#### Task item:
In the records below, locate the line containing "of the hillside", then output that line and all later lines exactly, through the last one.

* * * * * * *

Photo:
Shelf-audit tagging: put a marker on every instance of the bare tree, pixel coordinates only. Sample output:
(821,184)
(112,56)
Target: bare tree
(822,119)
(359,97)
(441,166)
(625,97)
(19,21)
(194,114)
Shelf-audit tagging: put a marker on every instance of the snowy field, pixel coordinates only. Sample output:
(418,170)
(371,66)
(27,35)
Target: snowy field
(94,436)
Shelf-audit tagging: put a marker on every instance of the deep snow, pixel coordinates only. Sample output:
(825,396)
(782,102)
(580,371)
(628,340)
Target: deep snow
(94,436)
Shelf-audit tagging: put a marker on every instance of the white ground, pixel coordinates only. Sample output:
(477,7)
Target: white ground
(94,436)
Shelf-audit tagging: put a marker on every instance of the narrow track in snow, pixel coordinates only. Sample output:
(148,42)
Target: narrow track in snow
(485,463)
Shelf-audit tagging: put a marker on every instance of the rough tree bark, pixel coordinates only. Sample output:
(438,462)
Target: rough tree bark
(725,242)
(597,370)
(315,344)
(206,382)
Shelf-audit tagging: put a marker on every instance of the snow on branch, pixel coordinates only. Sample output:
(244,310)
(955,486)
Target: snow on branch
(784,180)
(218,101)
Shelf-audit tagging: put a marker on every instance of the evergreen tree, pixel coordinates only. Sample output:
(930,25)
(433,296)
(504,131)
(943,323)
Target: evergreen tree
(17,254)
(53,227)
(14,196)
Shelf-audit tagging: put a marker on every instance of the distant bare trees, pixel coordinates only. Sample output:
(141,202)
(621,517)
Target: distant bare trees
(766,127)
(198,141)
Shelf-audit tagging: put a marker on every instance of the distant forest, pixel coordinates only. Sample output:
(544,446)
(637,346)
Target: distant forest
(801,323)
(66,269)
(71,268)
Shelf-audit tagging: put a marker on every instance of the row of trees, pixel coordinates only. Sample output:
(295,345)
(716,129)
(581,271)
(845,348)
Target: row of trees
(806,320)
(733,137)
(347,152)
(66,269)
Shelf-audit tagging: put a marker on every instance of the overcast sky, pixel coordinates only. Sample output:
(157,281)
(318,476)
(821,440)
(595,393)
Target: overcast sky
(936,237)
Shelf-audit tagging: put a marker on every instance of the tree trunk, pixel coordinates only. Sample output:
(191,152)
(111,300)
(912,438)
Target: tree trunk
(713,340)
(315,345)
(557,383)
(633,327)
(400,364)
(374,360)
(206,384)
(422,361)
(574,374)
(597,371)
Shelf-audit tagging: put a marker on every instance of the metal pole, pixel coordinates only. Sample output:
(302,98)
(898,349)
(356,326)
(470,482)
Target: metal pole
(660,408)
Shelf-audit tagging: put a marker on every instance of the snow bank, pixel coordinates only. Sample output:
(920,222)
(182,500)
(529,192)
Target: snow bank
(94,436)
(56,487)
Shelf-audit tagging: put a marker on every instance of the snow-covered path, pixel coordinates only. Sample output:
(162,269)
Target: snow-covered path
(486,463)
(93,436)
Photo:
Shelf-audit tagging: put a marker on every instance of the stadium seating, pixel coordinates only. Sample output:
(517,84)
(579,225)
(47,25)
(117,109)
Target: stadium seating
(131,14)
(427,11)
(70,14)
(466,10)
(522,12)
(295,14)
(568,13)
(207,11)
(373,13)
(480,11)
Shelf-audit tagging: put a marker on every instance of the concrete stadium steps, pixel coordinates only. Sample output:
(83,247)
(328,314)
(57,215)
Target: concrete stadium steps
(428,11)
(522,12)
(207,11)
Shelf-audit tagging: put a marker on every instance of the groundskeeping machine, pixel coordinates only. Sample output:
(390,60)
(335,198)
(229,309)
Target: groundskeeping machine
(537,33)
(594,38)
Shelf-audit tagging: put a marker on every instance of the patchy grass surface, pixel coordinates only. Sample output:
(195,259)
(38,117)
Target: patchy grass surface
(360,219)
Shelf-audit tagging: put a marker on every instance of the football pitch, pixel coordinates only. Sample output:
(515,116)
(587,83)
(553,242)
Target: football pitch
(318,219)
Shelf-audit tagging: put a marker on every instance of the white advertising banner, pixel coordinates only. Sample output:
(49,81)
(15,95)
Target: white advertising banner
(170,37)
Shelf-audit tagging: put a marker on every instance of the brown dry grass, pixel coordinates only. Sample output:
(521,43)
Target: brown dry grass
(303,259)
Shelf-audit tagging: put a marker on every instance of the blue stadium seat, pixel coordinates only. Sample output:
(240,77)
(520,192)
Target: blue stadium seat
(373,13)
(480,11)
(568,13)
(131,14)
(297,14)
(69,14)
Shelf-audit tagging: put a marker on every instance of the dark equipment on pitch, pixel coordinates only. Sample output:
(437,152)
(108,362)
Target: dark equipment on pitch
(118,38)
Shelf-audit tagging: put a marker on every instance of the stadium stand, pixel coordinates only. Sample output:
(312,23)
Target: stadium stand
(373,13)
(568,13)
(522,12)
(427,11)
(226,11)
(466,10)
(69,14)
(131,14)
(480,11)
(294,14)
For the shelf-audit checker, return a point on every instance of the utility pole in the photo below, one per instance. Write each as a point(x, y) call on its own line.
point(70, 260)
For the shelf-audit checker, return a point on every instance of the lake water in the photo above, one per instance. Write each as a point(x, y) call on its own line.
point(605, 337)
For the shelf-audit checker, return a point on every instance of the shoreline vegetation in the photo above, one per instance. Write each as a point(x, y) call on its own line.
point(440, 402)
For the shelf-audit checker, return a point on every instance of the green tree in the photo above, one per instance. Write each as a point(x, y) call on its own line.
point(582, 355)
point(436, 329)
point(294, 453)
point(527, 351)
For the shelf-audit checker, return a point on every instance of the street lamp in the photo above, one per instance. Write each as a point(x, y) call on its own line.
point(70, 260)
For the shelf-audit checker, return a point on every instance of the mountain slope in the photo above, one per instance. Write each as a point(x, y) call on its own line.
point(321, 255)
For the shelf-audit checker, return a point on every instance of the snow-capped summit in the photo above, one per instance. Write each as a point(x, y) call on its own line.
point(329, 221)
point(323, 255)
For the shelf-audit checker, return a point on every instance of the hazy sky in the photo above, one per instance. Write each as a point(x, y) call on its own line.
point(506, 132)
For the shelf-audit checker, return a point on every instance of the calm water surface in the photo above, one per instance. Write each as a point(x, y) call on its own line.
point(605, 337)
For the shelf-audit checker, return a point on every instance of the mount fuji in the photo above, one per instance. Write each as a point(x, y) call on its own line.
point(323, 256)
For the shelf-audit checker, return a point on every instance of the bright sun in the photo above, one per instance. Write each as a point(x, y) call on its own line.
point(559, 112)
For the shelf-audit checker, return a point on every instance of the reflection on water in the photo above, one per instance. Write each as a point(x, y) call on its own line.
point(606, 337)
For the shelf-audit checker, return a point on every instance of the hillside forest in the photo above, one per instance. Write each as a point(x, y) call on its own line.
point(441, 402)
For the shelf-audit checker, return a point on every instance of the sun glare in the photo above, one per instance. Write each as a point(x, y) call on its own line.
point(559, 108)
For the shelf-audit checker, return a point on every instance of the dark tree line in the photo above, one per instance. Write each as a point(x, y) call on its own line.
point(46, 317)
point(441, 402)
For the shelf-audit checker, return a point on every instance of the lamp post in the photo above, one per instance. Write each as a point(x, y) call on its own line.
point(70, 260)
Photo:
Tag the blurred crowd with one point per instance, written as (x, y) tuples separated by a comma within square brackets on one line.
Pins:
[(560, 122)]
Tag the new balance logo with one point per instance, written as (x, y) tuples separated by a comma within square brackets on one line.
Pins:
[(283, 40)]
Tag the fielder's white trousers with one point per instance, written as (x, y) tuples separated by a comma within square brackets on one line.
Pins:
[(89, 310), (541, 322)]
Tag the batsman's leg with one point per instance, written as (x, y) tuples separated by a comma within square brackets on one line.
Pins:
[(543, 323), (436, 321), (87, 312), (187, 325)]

* * * * * * *

#### Solution:
For the shelf-audit checker, return a point on every instance of the hillside forest in the photo above, one per instance. Write each as a point(x, y) call on its own line.
point(441, 402)
For the shelf-audit checker, return a point on every instance of the sun glare in the photo above, one per instance. Write each as a point(x, y) call on its own line.
point(559, 108)
For the shelf-audit checker, return a point on every instance of the dark tree line in the photo above, one per instance. Write each as a point(x, y) call on its own line.
point(46, 317)
point(441, 402)
For the shelf-audit checker, return a point on every instance of the lamp post in the photo above, one per instance. Write each as a point(x, y) call on its own line.
point(70, 260)
Photo:
Tag the blurred crowd with one point per instance, written as (x, y) tuples separated by a comma within square brackets on one line.
Pins:
[(560, 122)]
Tag the new balance logo with one point per instance, written as (x, y) tuples separated by a comma within square brackets on one line.
Pins:
[(283, 40)]
Tag the fielder's white trousers with one point per instance, written as (x, y) tuples separated by a comma within square brackets on one line.
Pins:
[(89, 310), (541, 322)]
Tag the batsman's leg with one point per instance, written as (x, y) tuples separated by a comma within square brackets on one line.
Pins:
[(543, 323), (436, 321), (87, 312), (187, 325)]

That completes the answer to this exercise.